[start DATA FOR THE TASK]

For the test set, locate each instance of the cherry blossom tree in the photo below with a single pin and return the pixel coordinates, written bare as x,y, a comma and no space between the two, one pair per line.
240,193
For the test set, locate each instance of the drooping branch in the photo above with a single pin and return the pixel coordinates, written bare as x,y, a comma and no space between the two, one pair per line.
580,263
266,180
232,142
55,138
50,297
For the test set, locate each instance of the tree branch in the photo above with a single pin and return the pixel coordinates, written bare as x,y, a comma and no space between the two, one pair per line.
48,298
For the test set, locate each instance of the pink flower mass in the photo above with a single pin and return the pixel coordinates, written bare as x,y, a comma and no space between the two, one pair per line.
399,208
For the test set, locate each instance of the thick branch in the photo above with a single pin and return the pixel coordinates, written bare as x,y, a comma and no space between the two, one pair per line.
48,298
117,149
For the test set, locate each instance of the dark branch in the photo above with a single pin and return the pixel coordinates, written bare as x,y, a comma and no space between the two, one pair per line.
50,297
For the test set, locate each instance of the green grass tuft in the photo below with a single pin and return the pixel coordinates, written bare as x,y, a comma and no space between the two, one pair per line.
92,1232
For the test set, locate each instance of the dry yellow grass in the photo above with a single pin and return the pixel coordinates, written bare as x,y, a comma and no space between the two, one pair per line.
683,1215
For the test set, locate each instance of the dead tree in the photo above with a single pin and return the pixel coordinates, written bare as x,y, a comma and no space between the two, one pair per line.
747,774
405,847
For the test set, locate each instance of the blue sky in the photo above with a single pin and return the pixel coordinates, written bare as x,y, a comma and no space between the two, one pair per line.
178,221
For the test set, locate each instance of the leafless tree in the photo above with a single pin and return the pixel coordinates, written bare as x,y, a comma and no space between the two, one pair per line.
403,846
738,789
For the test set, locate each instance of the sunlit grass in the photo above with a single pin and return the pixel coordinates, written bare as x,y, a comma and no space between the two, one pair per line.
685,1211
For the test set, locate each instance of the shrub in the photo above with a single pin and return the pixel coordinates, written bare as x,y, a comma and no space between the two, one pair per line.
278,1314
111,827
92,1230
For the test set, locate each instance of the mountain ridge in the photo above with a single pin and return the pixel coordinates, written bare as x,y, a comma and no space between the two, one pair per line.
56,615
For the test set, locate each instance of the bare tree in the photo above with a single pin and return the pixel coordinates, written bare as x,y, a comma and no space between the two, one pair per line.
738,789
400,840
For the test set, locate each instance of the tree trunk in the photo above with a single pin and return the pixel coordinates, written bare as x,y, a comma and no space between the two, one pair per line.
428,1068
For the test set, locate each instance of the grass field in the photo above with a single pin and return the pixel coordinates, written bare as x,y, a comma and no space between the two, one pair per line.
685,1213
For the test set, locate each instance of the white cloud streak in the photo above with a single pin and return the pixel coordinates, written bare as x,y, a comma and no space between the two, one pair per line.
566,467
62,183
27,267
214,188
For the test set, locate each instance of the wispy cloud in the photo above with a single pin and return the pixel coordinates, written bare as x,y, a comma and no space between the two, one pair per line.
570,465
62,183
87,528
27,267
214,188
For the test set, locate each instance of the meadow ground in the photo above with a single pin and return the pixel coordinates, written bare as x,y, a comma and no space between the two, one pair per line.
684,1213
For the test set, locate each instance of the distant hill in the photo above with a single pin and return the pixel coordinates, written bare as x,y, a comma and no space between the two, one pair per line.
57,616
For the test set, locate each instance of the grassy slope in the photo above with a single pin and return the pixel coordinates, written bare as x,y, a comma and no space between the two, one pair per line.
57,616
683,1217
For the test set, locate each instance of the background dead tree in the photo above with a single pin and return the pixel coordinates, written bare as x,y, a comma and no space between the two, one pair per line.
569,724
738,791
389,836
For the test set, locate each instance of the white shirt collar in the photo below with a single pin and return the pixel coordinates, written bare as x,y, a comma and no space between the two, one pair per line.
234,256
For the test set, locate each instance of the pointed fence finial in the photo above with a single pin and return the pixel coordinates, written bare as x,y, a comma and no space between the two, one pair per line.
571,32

[end DATA FOR THE TASK]

Shift every pixel coordinate in the answers by adding 32 to each number, and write out the records again from the line holding "For the test set, locate each instance of the background" through the end of the records, inclusive, requests included.

▶ _FULL ANSWER_:
For the test set, locate each instance of the background dead tree in the photo above with a single pin and return the pixel coordinates, written bare as x,y, a comma and no space between the two, one pair per line.
601,756
770,823
421,868
For the test set, locate each instance of the white shirt collar in the photo below with a single pin and return the pixel coordinates, written bare as x,y, a comma and no space between the two, one pair per line.
266,288
For the test set, locate each instance of the pointed fence finial in the photo above with a single pin and return the pixel coordinates, written bare as x,y, a comma and no space between the two, one pair per line.
603,64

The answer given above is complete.